[Saved entries]
□ □ □ □ □ □ □
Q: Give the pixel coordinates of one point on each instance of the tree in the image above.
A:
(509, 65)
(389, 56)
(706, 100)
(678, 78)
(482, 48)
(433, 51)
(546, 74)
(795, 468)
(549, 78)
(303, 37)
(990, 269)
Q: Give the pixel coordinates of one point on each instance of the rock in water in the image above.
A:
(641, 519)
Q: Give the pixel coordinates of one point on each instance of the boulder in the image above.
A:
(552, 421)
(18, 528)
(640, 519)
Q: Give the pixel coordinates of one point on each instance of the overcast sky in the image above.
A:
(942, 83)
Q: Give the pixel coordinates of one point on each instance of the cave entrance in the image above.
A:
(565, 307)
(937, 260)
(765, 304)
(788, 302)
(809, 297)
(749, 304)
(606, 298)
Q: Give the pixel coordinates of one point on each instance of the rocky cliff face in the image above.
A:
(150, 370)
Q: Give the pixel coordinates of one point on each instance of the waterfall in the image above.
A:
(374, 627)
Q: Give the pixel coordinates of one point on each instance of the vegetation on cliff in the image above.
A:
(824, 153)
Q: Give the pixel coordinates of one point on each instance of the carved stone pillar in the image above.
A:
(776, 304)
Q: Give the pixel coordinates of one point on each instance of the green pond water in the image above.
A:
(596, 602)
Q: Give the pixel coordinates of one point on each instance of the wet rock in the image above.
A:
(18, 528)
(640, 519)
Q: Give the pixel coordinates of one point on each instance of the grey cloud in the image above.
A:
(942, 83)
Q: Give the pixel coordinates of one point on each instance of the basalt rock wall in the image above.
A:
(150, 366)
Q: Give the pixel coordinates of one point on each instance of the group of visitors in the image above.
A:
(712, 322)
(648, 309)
□ □ □ □ □ □ □
- Written request -
Could you give the items as a Markdown table with columns "Row" and "Line", starting at the line that contains "in water in the image above." and ending at the end of the items, with one numbered row per line and blank lines left out?

- Solution for this exercise -
| Row | Line |
|---|---|
| 1 | Q: Give the pixel coordinates of one point on each instance of the rock in water in the image above. |
| 2 | A: |
| 3 | (641, 519) |
| 4 | Q: Give the pixel coordinates of one point on each instance of the boulder in the image above. |
| 5 | A: |
| 6 | (552, 421) |
| 7 | (18, 528) |
| 8 | (640, 519) |
| 9 | Q: Give the pixel coordinates of one point on each instance of the overcast sky in the image above. |
| 10 | A: |
| 11 | (942, 83) |
| 12 | Q: Give the pixel coordinates of one point on each instance of the cave entrance in the image above. |
| 13 | A: |
| 14 | (565, 307) |
| 15 | (937, 260) |
| 16 | (765, 304) |
| 17 | (788, 302) |
| 18 | (809, 297) |
| 19 | (749, 304) |
| 20 | (606, 298) |
| 21 | Q: Give the pixel coordinates of one point on each instance of the rocky cliff face in the image above. |
| 22 | A: |
| 23 | (150, 370) |
| 24 | Q: Give the pixel coordinates of one point on each instance of the waterfall in the image above. |
| 25 | A: |
| 26 | (374, 627) |
| 27 | Q: Give the pixel coordinates of one point on each instance of the vegetation on cliff in the image above. |
| 28 | A: |
| 29 | (824, 153) |
| 30 | Q: Give the pixel coordinates of one point on each instance of the carved stone pillar in the image above. |
| 31 | A: |
| 32 | (776, 304) |
| 33 | Q: Give the pixel coordinates of one point on each instance of the green pond water in the image above. |
| 34 | A: |
| 35 | (596, 602) |
| 36 | Q: Give the pixel coordinates of one point on each instance of the wet rock in the image above. |
| 37 | A: |
| 38 | (18, 528) |
| 39 | (640, 519) |
| 40 | Q: Give the pixel coordinates of one point on each instance of the grey cloud in the image above. |
| 41 | A: |
| 42 | (942, 83) |
| 43 | Q: Give the pixel coordinates of one point on each instance of the basalt rock wall in the image above. |
| 44 | A: |
| 45 | (150, 366) |
| 46 | Q: Give the pixel coordinates of one point on each instance of the group of visitors in the image above. |
| 47 | A: |
| 48 | (712, 322) |
| 49 | (648, 309) |